# Your goal
Would it be possible to reproduce every entry exactly, please?

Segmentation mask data
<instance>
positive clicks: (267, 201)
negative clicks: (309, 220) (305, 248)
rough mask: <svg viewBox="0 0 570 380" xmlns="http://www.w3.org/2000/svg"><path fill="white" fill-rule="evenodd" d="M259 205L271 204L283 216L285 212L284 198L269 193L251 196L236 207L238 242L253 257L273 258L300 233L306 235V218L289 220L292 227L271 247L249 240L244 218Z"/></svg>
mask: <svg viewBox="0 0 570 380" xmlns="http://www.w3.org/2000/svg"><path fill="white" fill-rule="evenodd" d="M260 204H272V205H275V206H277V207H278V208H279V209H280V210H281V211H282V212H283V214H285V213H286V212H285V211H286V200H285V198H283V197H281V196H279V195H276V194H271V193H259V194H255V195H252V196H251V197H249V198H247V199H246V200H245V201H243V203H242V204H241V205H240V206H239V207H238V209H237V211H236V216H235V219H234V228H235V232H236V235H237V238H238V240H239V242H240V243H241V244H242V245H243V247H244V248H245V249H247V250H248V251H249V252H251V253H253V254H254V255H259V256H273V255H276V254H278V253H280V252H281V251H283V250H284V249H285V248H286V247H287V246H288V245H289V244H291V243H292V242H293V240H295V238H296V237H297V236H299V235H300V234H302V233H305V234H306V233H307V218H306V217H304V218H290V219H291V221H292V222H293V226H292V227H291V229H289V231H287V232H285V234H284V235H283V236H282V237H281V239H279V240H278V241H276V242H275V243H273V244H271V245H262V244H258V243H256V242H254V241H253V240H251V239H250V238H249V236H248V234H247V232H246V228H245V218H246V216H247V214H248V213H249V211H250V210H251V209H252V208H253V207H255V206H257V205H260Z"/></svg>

# Expected answer
<instance>
positive clicks: (267, 201)
negative clicks: (309, 220) (305, 248)
rough mask: <svg viewBox="0 0 570 380" xmlns="http://www.w3.org/2000/svg"><path fill="white" fill-rule="evenodd" d="M259 205L271 204L283 216L285 212L284 198L269 193L251 196L236 207L238 242L253 257L273 258L300 233L306 235V218L289 220L292 227L271 247L249 240L244 218Z"/></svg>
mask: <svg viewBox="0 0 570 380" xmlns="http://www.w3.org/2000/svg"><path fill="white" fill-rule="evenodd" d="M260 204H272V205H275V206H277V207H278V208H279V209H280V210H281V211H282V212H283V214H285V213H286V212H285V211H286V200H285V198H283V197H281V196H279V195H276V194H271V193H259V194H255V195H252V196H251V197H249V198H247V199H246V200H245V201H243V203H242V204H241V205H240V206H239V207H238V209H237V211H236V216H235V219H234V228H235V232H236V235H237V238H238V240H239V242H240V243H241V244H242V245H243V247H244V248H245V249H247V250H248V251H249V252H251V253H253V254H254V255H259V256H273V255H276V254H278V253H280V252H281V251H283V250H284V249H285V248H286V247H287V246H288V245H289V244H291V243H292V242H293V240H295V238H296V237H297V236H299V235H300V234H302V233H305V234H306V233H307V218H306V217H304V218H290V219H291V221H292V222H293V226H292V227H291V229H289V231H287V232H285V234H284V235H283V236H282V237H281V239H279V240H278V241H276V242H275V243H273V244H271V245H262V244H258V243H256V242H254V241H253V240H251V239H250V238H249V236H248V234H247V232H246V228H245V218H246V216H247V214H248V213H249V211H250V210H251V209H252V208H253V207H255V206H257V205H260Z"/></svg>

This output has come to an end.